REQUEST A:
Revise the passage on the language of conflict, starting with "In the buffer" and going on through "of the times.", putting "jargon" in place of "argot".

In the buffer
The language of conflict has always given birth to euphemisms – collateral damage, kinetic targeting and ethnic cleansing are among the more recent entries to the argot of the times.
George Orwell covered this ground in Politics and the English Language back in 1945. He wrote: "“Defenceless villages are bombarded from the air, the inhabitants driven out into the countryside, the cattle machine-gunned, the huts set on fire with incendiary bullets: this is called pacification.
“Millions of peasants are robbed of their farms and sent trudging along the roads with no more than they can carry: this is called transfer of population or rectification of frontiers."
Orwell saw this retreat into euphemism as a consequence of political expediency by those seeking to defend the indefensible. Such phraseology was needed by those who wanted to name things without calling up mental pictures of them.
A more recent commentator, Keith Woods of the Poynter Institute, cautioned against adopting the language of the military in reporting on war. “Language has always had a power that tilts towards those who define the terms,” he observed.
And my colleague Jon Williams has also written of the sensitivities of language, specifically the words used to describe the recent taking of the two Israeli soldiers.
The weight of history and its years of tit-for-tat reprisals in the region would lead many people to take issue with Orwell’s conclusion about language. Some would insist that Israel’s actions in southern Lebanon were entirely defensible. But when, in a recent report, we mentioned the proposal for a “buffer zone” between Israel and Lebanon as part of a wider ceasefire plan it prompted one viewer to write and complain.
"'Buffer zone' is a propaganda term used by the Israeli government. It should not be simply repeated by a news organisation.”
Such a description would be mendacious to many Lebanese. For them it’s a straightforward invasion and occupation of their territory.

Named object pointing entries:

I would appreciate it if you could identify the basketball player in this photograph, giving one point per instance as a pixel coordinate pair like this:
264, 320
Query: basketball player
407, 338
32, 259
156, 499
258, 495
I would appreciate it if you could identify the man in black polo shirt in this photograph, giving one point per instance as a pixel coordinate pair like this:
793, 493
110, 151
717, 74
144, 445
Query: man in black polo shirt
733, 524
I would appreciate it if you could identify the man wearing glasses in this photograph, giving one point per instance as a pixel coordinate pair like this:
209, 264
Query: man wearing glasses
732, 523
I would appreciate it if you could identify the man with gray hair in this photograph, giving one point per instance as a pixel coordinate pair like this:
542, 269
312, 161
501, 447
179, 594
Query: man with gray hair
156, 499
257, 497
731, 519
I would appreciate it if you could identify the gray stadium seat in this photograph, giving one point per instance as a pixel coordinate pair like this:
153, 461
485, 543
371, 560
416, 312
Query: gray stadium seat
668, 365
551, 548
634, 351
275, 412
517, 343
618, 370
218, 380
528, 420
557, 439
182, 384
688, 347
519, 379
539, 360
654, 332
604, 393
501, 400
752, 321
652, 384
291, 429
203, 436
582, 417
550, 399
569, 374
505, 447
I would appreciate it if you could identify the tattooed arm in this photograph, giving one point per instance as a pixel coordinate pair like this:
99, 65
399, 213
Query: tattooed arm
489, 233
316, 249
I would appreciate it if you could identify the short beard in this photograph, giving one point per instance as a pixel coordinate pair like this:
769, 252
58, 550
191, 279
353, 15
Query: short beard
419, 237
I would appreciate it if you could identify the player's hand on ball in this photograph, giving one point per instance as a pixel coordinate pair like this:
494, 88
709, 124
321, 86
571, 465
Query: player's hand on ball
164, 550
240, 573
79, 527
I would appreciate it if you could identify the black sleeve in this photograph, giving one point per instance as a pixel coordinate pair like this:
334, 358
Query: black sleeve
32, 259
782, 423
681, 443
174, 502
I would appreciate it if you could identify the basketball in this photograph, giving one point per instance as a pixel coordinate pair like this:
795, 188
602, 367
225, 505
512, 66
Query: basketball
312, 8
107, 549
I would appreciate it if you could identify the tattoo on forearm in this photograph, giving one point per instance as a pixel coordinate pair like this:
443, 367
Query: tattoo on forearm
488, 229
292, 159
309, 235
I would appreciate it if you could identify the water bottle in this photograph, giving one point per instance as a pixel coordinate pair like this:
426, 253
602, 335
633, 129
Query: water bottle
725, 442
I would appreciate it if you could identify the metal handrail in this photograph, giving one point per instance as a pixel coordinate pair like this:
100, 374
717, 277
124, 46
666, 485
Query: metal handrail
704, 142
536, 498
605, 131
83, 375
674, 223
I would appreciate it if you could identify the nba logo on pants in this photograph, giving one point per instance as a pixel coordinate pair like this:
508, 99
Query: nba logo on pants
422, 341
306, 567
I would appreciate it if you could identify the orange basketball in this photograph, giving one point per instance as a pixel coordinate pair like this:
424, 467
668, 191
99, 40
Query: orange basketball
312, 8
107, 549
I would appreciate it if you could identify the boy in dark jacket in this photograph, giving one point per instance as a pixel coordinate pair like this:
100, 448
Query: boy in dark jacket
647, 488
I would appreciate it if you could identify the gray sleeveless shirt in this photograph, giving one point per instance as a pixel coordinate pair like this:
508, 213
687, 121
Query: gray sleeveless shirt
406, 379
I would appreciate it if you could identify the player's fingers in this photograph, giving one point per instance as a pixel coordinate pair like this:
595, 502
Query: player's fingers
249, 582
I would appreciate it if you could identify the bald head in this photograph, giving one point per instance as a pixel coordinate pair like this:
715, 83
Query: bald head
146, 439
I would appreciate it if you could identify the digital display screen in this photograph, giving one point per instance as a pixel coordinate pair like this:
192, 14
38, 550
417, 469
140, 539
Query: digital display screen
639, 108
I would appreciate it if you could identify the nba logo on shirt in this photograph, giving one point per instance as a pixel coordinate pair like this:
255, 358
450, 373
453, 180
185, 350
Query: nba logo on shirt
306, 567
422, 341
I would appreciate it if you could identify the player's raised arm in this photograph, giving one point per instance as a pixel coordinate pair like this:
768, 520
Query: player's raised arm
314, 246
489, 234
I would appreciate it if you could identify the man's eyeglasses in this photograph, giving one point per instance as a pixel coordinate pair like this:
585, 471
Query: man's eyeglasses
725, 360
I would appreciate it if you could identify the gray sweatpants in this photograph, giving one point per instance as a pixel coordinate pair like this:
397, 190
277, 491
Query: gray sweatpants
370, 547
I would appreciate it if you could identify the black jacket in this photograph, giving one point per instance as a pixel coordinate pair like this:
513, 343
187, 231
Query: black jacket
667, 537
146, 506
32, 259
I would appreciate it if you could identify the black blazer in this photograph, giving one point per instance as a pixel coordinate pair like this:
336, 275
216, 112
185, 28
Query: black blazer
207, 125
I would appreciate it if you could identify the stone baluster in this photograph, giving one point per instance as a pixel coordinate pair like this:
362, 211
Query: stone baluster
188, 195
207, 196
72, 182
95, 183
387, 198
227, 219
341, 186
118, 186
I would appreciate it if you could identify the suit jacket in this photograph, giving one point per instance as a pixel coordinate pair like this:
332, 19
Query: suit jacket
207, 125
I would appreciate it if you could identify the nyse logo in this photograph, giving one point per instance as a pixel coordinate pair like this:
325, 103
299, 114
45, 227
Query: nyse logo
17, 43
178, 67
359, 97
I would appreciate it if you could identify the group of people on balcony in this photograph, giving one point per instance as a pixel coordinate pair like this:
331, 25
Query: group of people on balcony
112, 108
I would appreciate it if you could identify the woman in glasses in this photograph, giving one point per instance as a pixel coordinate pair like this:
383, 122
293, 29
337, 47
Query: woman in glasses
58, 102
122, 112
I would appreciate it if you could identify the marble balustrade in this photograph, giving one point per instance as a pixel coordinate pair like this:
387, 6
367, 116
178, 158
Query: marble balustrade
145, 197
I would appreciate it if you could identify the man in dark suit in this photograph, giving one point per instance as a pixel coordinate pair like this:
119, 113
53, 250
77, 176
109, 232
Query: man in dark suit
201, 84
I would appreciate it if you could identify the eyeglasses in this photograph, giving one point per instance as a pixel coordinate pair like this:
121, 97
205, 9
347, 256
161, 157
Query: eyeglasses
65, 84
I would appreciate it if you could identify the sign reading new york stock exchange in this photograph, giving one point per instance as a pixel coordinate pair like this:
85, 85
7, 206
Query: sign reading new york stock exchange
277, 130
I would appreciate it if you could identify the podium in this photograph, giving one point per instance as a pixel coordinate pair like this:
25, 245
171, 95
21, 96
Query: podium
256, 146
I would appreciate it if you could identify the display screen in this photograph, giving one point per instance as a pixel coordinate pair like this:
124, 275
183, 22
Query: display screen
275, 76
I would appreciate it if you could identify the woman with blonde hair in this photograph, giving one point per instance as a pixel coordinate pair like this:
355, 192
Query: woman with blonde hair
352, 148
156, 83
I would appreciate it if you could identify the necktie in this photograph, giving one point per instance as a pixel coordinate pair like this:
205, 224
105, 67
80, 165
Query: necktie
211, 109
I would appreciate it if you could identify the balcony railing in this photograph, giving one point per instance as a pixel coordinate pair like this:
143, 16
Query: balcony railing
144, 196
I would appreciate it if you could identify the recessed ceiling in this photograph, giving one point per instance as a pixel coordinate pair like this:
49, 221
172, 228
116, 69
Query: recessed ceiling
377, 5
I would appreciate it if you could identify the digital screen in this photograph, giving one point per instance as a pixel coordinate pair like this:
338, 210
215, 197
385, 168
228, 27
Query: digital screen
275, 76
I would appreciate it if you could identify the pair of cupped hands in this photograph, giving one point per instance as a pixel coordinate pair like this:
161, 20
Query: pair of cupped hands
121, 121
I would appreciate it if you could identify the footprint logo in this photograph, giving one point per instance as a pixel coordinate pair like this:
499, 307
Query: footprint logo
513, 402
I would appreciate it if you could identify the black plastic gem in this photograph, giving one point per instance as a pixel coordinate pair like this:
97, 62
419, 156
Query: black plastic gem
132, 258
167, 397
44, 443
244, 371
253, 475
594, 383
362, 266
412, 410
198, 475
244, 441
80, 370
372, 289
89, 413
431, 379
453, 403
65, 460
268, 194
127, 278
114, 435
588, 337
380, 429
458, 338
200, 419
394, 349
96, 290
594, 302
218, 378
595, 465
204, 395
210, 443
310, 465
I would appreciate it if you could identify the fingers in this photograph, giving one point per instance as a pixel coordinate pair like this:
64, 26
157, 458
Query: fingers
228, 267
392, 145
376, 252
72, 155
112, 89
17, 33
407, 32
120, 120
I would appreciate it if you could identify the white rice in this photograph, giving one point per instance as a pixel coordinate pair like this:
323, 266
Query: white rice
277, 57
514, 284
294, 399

REQUEST B:
How many lines of the listing contain the string "hands"? Reply with the number alone.

PROBLEM SOLUTION A:
In the buffer
The language of conflict has always given birth to euphemisms – collateral damage, kinetic targeting and ethnic cleansing are among the more recent entries to the jargon of the times.

PROBLEM SOLUTION B:
2